• **What to do**
Every line of the data is to be output verbatim.

• **Excerpted records**
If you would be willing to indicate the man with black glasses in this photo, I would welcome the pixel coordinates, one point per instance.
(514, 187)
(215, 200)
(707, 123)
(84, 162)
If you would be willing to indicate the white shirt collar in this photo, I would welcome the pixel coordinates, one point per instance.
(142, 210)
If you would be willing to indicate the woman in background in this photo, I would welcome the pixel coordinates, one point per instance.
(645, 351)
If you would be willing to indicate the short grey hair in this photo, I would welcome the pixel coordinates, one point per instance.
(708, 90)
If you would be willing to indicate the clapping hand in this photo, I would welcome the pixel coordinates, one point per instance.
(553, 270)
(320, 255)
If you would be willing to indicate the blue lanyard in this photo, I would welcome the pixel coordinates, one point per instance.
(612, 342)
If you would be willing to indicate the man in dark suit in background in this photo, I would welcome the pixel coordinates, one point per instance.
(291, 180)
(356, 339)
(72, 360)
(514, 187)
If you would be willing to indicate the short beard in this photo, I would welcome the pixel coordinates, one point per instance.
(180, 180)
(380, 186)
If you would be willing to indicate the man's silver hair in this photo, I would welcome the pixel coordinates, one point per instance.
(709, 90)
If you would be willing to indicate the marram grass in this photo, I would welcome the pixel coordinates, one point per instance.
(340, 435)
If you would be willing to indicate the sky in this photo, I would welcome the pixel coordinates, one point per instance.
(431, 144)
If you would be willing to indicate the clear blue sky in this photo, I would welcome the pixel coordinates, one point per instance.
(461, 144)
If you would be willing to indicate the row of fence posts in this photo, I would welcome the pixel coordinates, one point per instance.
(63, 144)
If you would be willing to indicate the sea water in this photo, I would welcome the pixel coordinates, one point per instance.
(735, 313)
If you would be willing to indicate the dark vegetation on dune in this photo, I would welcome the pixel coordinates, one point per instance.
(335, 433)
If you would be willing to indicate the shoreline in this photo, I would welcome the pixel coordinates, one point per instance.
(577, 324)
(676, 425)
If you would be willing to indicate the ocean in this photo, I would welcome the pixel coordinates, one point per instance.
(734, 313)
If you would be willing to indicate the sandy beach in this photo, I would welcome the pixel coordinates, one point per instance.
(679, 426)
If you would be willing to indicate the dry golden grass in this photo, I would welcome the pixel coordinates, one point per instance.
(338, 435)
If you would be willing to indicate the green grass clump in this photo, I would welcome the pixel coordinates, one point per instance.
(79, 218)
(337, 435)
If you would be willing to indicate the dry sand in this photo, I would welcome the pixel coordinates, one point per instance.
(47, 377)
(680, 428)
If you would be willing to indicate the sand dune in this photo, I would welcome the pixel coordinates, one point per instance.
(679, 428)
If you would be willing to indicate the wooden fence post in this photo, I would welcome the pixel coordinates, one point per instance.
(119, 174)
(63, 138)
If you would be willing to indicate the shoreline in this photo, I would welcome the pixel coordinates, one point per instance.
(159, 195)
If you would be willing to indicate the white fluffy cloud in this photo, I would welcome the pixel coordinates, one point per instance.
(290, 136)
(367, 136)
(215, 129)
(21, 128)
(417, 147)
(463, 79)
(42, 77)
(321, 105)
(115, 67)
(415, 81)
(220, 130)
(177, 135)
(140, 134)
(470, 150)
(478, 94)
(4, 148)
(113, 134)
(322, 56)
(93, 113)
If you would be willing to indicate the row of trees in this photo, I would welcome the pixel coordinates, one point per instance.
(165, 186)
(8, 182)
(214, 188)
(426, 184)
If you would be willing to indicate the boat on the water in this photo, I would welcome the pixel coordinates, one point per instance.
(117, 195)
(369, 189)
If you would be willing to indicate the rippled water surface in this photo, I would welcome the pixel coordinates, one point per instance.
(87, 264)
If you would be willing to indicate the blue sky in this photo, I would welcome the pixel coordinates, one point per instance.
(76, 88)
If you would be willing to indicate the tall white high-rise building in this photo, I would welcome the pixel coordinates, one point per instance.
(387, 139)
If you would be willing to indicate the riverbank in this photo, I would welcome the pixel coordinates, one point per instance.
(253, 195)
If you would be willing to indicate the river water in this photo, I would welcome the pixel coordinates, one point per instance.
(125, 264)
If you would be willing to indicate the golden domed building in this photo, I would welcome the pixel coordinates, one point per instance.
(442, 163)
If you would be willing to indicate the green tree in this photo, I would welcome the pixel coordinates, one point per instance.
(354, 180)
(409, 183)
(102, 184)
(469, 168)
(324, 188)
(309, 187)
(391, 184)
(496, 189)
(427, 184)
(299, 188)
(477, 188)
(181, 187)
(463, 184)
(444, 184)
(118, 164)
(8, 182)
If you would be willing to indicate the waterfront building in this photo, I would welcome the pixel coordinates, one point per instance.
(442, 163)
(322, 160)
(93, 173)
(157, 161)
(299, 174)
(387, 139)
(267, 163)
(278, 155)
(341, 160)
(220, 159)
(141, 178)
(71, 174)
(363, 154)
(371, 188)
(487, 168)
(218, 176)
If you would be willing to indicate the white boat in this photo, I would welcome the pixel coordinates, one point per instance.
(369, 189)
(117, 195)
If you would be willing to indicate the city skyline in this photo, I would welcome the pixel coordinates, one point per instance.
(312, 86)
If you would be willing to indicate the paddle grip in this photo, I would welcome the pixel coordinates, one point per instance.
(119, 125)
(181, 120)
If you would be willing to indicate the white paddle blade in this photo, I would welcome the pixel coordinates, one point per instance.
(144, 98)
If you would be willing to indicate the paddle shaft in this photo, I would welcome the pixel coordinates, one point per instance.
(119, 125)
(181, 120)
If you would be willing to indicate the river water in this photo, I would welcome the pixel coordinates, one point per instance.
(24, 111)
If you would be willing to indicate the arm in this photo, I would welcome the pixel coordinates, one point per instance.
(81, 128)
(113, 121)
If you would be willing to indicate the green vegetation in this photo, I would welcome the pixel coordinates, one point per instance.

• **Expected output**
If you would be willing to indicate the man with black glasses in this photo, I would welcome the pixel coordinates, one point per instance.
(514, 187)
(215, 200)
(707, 123)
(84, 162)
If you would be willing to indicate the white shirt collar in this photo, I would welcome the pixel coordinates, one point per instance.
(142, 210)
If you would be willing to indicate the woman in background in this photo, I would welcome the pixel coordinates, one point per instance.
(645, 351)
If you would be willing to indicate the short grey hair in this photo, I would welcome the pixel coordinates, one point per instance.
(708, 90)
If you would be willing to indicate the clapping hand in this photo, I would welcome the pixel coordinates, one point per instance.
(553, 270)
(320, 255)
If you would be willing to indicate the blue lanyard in this photo, I would welcome the pixel coordinates, one point per instance.
(612, 342)
If you would be willing to indicate the man in dark suit in background in this photo, I would welcome the pixel coordinates, one point per instance.
(291, 180)
(356, 339)
(72, 360)
(514, 187)
If you would be willing to indicate the short beard in this photo, I would welcome the pixel coordinates, one point per instance.
(180, 180)
(380, 186)
If you would be willing to indicate the man's silver hair in this photo, I would welcome the pixel coordinates, one point per instance.
(709, 90)
If you would be willing to indicate the marram grass in this photo, I would welcome the pixel coordinates, one point per instance.
(340, 435)
If you would be willing to indicate the sky in this photo, I would welcome the pixel coordinates, one point per instance.
(431, 144)
If you would be willing to indicate the clear blue sky in this photo, I would welcome the pixel coordinates, one point per instance.
(461, 144)
If you would be willing to indicate the row of fence posts in this photo, I would welcome the pixel coordinates, one point per instance.
(63, 144)
If you would be willing to indicate the sea water in this photo, I would welcome the pixel coordinates, one point per instance.
(735, 313)
If you would be willing to indicate the dark vegetation on dune in this photo, I would welcome the pixel coordinates, one point per instance.
(335, 433)
If you would be willing to indicate the shoreline in this photo, I would welcome the pixel coordinates, one point per instance.
(577, 324)
(676, 425)
If you would be willing to indicate the ocean in this photo, I would welcome the pixel coordinates, one point per instance.
(734, 313)
If you would be willing to indicate the sandy beach in this photo, I would welcome the pixel coordinates, one point per instance.
(679, 426)
If you would be willing to indicate the dry golden grass in this photo, I would welcome the pixel coordinates, one point per instance.
(338, 435)
If you would be willing to indicate the green grass clump in this photo, I would welcome the pixel coordinates, one point per instance.
(79, 218)
(337, 435)
If you would be willing to indicate the dry sand in this photo, I would welcome the pixel coordinates, one point per instance.
(47, 377)
(680, 428)
If you would be willing to indicate the sand dune in this photo, I would welcome the pixel coordinates, one point per instance.
(679, 428)
If you would be willing to indicate the wooden fence post in this photo, I would welcome the pixel coordinates, one point per instance.
(119, 174)
(63, 138)
If you would be willing to indicate the shoreline in this photo, I would welcome the pixel coordinates, one point per instance.
(159, 195)
If you would be willing to indicate the white fluffy cloud in this photo, I would welcome the pixel coordinates, one point per instance.
(290, 136)
(367, 136)
(215, 129)
(21, 128)
(417, 147)
(463, 79)
(42, 77)
(321, 105)
(115, 67)
(415, 81)
(220, 130)
(177, 135)
(140, 134)
(470, 150)
(478, 94)
(4, 148)
(113, 134)
(322, 56)
(93, 113)
If you would be willing to indicate the row of trees in this photo, I would welcome the pixel coordinates, one point per instance.
(165, 186)
(8, 182)
(214, 188)
(426, 184)
If you would be willing to indicate the boat on the water in this photo, I would welcome the pixel coordinates, one point per instance.
(117, 195)
(369, 189)
If you would be willing to indicate the rippled water surface in this photo, I would welcome the pixel coordinates, one point per instance.
(87, 264)
If you would be willing to indicate the blue sky in this photo, I would welcome the pixel coordinates, one point per instance.
(76, 88)
If you would be willing to indicate the tall white high-rise building in this photo, I would welcome the pixel coordinates, one point per instance.
(387, 139)
If you would be willing to indicate the riverbank in this photo, I would welcome the pixel coordinates, one point per instance.
(253, 195)
If you would be willing to indicate the river water in this photo, I would welcome the pixel coordinates, one point per instance.
(125, 264)
If you would be willing to indicate the golden domed building in this photo, I would welcome the pixel coordinates, one point per instance.
(442, 163)
If you would be willing to indicate the green tree in this photo, I would welcome the pixel coordinates, one point per instance.
(354, 180)
(409, 183)
(102, 184)
(469, 168)
(324, 188)
(309, 187)
(391, 184)
(496, 189)
(427, 184)
(299, 188)
(477, 188)
(181, 187)
(463, 184)
(444, 184)
(118, 164)
(8, 182)
If you would be willing to indicate the waterfront building in this photo, I would welcome the pixel coordinates, one point per instance.
(442, 163)
(322, 160)
(93, 173)
(157, 161)
(299, 174)
(387, 139)
(267, 163)
(278, 155)
(341, 160)
(220, 159)
(141, 178)
(71, 174)
(363, 154)
(371, 188)
(487, 168)
(218, 176)
If you would be willing to indicate the white boat in this photo, I would welcome the pixel coordinates, one point per instance.
(369, 189)
(117, 195)
If you would be willing to indicate the city skyline in this photo, I would welcome the pixel coordinates, one point per instance.
(312, 86)
If you would be willing to indicate the paddle grip in this photo, I would welcome the pixel coordinates, one point per instance.
(119, 125)
(181, 120)
If you would be willing to indicate the white paddle blade in this photo, I would welcome the pixel coordinates, one point per instance.
(144, 98)
If you would be willing to indicate the paddle shaft in this photo, I would welcome the pixel coordinates, one point per instance.
(119, 125)
(181, 120)
If you would be willing to indicate the river water in this photo, I would welcome the pixel coordinates, one point per instance.
(24, 111)
If you would be willing to indicate the arm in this photo, I would welcome the pixel coordinates, one point per instance.
(81, 128)
(113, 121)
If you would be willing to indicate the green vegetation in this photo, I would welcome the pixel coordinates, one point per instance.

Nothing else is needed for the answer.